List of tasks:
- 1) Return the portion of the blog excerpt that begins at the words "She follows me" and stops after the words "if she’s deaf.", copied word for word.
- 2) In the blog excerpt, list every command or order to the dog that appears inside quotation marks.

[Text excerpt start]

And the fourth was in the summer of 2008, when I was writing about another election with an impossible choice between two men who wanted to run my life, and an epiphany stopped me in mid-thought. That was when I wrote: “Freedom is not about having the right ruler. Oh, wait, yes it is. Freedom is understanding that I am the boss of me.”

I included that essay, “An election party where nobody came,” in my book this summer, Echoes of Freedom Past, in which I wrote about reclaiming and restoring freedom in a time when no one in government seriously wants us to be free. In that moment I realized that freedom is an internal thing, not something imposed from the outside.

It’s a liberating thought, quite literally. It’s why the results of today’s election may trouble me but will not send me soaring into extreme joy or sinking into extreme despair. That’s the theme of the second book I released this year, the one where I point out that, if you hang onto the realization that freedom means you are the boss of you, it’s going to be all right.

The Anarchist

She follows me around the house, sleeps at my feet, and drapes her front legs over my back when she wants to play. If I get up and walk from one room to another, I may find someone walking so close behind me that her nose bumps the back of my leg.

Half the time when I let her out to do her doggie business and close the door behind her, she turns and waits for me to reopen the door and come with her, as if I’m supposed to stand guard.

But we can’t let her out of the house without a leash dragging behind her so that we can catch her when it’s time to come in. When we say, “Come, Summer, come in the house now,” she suddenly acts as if she’s deaf.

I have never known a dog who so adamantly refuses to learn the command “Come.” Even when I have the leash in my hand, she resists coming into the house. If she starts sniffing something foul on the ground and I say, “No, leave it,” she will pretend to obey and go sniff elsewhere, but eventually she’ll circle back to the original foul thing, or else she’ll ignore me altogether.

Summer is not a stupid dog; she just has no respect for authority. She is happy to be by my side, but she’s not going to obey arbitrary orders like “It’s time to come into the house.” Her movements have to be on her own terms. No one else is going to be her boss. It’s her life and she will live it as she pleases.

The word anarchist, of course, has its roots in the Greek word anarkhia, meaning “without a ruler,” and the word fits this beast. She is unruled and unruly. If someone tries telling her to do something, if she wants to do it she will, and if she doesn’t she will not. She is the sole boss of her. Anarchist is a perfect word to describe her.

I’m starting to think I really love this dog.

The road back to whimsy

For grits and shins the other morning, I clicked on one of those three “Related” links at the bottom of the post that are auto-generated, and I found myself a couple of years back and sounding a little more bemused than I have been lately.

[Text excerpt end]
[Data start]

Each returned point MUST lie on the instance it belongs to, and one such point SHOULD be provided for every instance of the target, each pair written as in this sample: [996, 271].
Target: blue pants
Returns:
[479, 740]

[Data end]

Responses for each task:
- 1)
She follows me around the house, sleeps at my feet, and drapes her front legs over my back when she wants to play. If I get up and walk from one room to another, I may find someone walking so close behind me that her nose bumps the back of my leg.

Half the time when I let her out to do her doggie business and close the door behind her, she turns and waits for me to reopen the door and come with her, as if I’m supposed to stand guard.

But we can’t let her out of the house without a leash dragging behind her so that we can catch her when it’s time to come in. When we say, “Come, Summer, come in the house now,” she suddenly acts as if she’s deaf.

- 2)
- "Come, Summer, come in the house now"
- "Come"
- "No, leave it"
- "It's time to come into the house"